[TEXTO DEL EJERCICIO]
Los mexicanos se concentran en La Colonia, un área que inicia en el Parque del Sol, sobre la Rose Avenue, una de las avenidas principales. Ahí se habla español en los comercios y en las calles, en los parques y en la Iglesia Nuestra Señora de Guadalupe, que desde 1911 da servicio a la comunidad.

El mayor número de delitos en esta ciudad agrícola, donde las plantaciones de fresa, apio, limón, moras y jitomates se alternan con las zonas residenciales, es cometido por mexicanos.

"Somos muy bronqueros", resume Zamora -encargada de la representación de México antes de la llegada en diciembre de 2007 del nuevo cónsul, Rogelio Flores-, aunque aclara que el promedio no llega a un crimen por mes.

Para alejar a los jóvenes de las pandillas, el michoacano Francisco Tomás, de 42 años, se convirtió en entrenador de futbol. Este sábado, en el Parque del Sol, México enfrenta al VCC Juventus; son las 9:30 de la mañana y aún no ha caído el gol. "El futbol es el deporte más barato", dice. "Con un balón juegan 22, y otros 25 más se entretienen".
[/TEXTO DEL EJERCICIO]
[LISTADO DE DATOS]
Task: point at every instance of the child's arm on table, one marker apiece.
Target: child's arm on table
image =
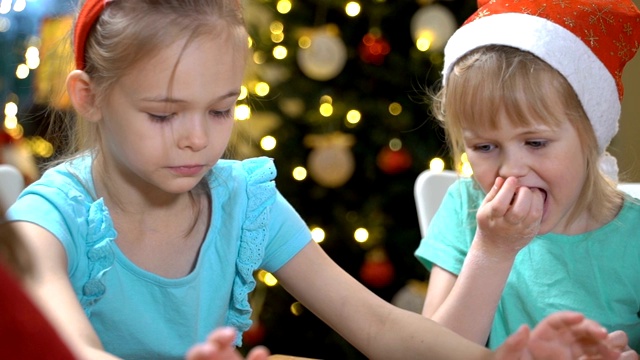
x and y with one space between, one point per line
50 289
382 331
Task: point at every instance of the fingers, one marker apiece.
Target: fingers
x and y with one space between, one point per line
219 346
629 355
562 319
223 337
497 185
618 340
515 345
258 353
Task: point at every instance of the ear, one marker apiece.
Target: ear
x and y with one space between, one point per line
82 96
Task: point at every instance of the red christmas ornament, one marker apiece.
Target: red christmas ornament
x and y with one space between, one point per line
373 49
377 271
255 334
394 161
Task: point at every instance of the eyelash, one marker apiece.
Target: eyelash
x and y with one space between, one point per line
535 144
163 118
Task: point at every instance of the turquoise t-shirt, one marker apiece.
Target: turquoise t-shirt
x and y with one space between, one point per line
140 315
596 273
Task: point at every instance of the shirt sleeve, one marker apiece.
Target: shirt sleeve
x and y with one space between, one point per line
452 228
288 234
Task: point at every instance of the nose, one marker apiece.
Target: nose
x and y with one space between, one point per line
513 163
193 133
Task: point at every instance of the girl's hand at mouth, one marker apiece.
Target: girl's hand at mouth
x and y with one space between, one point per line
509 217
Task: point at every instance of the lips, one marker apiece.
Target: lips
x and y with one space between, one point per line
187 170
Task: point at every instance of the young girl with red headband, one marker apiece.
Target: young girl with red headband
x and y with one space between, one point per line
532 94
144 240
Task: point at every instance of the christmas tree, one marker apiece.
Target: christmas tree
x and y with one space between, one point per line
337 94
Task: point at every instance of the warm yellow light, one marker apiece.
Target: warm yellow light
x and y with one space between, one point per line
243 93
296 308
242 112
326 99
270 280
276 27
283 6
42 147
361 235
17 132
352 8
423 43
22 71
277 38
326 109
32 63
353 116
395 108
304 42
436 165
261 88
280 52
259 57
268 143
317 234
10 122
10 109
299 173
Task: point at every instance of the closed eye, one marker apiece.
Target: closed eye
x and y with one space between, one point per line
483 147
537 144
221 113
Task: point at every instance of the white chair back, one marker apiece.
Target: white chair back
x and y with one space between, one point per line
632 189
429 190
11 184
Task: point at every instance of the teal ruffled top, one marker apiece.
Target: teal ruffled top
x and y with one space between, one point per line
138 314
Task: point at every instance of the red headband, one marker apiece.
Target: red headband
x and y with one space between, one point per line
89 14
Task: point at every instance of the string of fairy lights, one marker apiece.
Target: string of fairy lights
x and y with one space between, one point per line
431 26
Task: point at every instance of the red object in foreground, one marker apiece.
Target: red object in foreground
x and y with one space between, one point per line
24 332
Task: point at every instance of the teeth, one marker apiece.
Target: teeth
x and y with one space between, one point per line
544 194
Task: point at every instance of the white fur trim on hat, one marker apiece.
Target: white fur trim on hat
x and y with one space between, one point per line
560 48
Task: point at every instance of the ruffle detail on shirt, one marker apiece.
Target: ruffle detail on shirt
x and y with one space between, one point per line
261 194
100 234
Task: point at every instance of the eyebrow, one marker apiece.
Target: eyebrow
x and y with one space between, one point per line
167 99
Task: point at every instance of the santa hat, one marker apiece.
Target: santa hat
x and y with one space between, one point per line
588 41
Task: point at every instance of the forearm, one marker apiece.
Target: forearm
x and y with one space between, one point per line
470 307
372 325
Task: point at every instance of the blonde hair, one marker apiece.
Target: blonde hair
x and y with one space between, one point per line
129 32
494 78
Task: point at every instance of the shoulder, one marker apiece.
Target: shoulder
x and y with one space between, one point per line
252 169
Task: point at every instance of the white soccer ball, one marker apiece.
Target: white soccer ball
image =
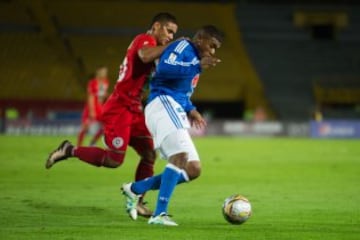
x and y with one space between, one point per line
236 209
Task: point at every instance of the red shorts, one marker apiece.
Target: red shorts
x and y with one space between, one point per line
123 127
85 118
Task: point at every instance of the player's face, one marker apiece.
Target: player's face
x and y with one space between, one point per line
[/LISTADO DE DATOS]
CONSIGNAS —
1. Según el texto sobre la comunidad mexicana de La Colonia, ¿desde qué año da servicio la Iglesia Nuestra Señora de Guadalupe?
2. Prosigue el texto sobre la comunidad mexicana de La Colonia a partir de su última oración.

RESPUESTAS —
1. Desde 1911.

2.
A los 18 años, Tomás cruzó por Tijuana a California, atraído por los dólares. Como la mayoría, llegó solo, indocumentado y sin saber inglés; luego, también como la mayoría de quienes regularizan su situación, se trajo a su familia, primero sus padres, luego sus seis hermanos.

Es así como se ha ido poblando Oxnard, cuenta Tomás, empleado en una compañía de basura. "Puro latino va a ver en La Colonia. Los güeros casi no se meten; hay más problemas con los negritos".

Buena parte de los conflictos que surgen entre "la raza" son por el alcohol. "Es la nostalgia... México es mejor, la gente es más sociable. Aquí, casi sólo se trabaja, pero allá la pasas suave; aunque no trabajes, comes, y aquí pagas carro, seguro...".

A los nacidos en Michoacán, Jalisco, Guanajuato y Zacatecas, se ha sumado en Oxnard un número creciente de mixtecos, de 10 a 15 mil.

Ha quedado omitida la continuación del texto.